Natural-language object grounding data
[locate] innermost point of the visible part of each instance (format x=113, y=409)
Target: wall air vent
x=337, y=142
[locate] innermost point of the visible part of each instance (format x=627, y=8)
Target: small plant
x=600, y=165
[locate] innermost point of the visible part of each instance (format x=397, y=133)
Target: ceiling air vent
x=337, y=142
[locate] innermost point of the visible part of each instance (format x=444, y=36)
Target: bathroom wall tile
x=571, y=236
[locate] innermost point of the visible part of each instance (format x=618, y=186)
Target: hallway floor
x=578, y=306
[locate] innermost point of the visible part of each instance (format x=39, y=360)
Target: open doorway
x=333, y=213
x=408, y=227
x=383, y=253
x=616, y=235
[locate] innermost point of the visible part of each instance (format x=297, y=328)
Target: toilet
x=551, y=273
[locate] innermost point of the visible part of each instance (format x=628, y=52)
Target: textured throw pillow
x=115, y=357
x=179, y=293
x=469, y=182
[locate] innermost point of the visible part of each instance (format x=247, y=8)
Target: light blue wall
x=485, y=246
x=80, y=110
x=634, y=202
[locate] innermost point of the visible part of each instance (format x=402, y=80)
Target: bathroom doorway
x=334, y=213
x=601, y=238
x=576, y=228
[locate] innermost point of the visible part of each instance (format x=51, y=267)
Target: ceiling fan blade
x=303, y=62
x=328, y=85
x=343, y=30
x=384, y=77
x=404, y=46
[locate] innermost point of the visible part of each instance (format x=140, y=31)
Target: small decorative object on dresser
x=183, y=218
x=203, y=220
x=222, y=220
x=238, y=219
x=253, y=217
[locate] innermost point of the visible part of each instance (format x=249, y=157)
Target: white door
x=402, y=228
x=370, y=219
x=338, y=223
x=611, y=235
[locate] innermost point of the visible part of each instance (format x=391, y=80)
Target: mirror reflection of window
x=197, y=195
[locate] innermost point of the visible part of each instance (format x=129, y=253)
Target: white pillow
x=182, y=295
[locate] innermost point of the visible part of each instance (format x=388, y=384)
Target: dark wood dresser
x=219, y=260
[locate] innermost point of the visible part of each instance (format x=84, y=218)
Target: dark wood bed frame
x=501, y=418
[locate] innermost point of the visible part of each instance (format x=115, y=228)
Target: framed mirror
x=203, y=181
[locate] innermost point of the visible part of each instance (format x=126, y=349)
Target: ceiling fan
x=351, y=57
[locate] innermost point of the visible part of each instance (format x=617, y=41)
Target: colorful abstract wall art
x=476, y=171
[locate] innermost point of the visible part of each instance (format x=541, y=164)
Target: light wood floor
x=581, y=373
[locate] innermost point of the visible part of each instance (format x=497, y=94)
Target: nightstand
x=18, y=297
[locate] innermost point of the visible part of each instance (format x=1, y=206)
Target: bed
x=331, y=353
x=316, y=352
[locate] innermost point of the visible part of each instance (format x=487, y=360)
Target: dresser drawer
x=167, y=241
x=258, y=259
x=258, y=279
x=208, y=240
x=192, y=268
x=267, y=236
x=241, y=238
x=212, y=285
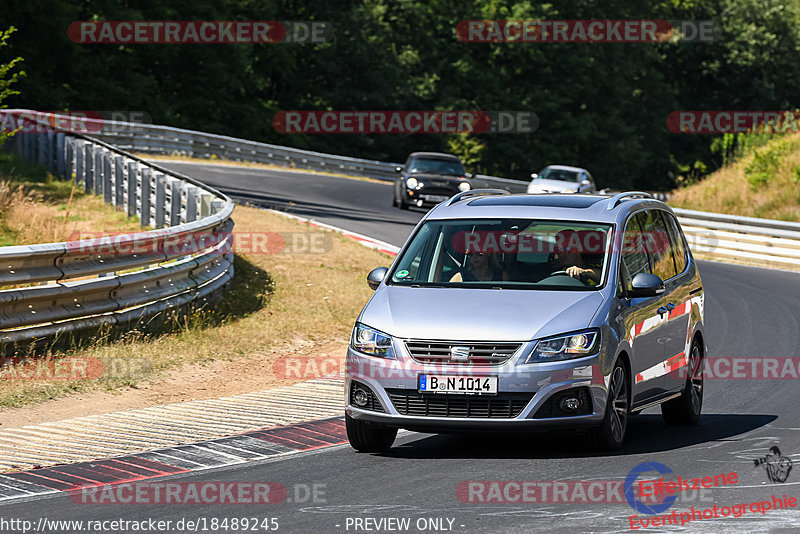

Try it
Using the data above, reproduce exactly the lines between those holding "(format x=617, y=41)" and "(format x=487, y=360)", inclusive, and no others.

Completed task
[locate] innermost point of the visible part of each instance (format x=617, y=41)
Target: colorful abstract wall art
x=476, y=171
[locate] innermost point of the visible part of each instance (format x=541, y=164)
Target: light wood floor
x=581, y=373
[locate] innermost point of the visible part of each instance (format x=497, y=94)
Target: nightstand
x=18, y=297
[locate] innermost point of the visible part of each instance (format x=1, y=206)
Target: bed
x=331, y=353
x=316, y=352
[locate] innermost point of the visible part of each instance (format x=487, y=360)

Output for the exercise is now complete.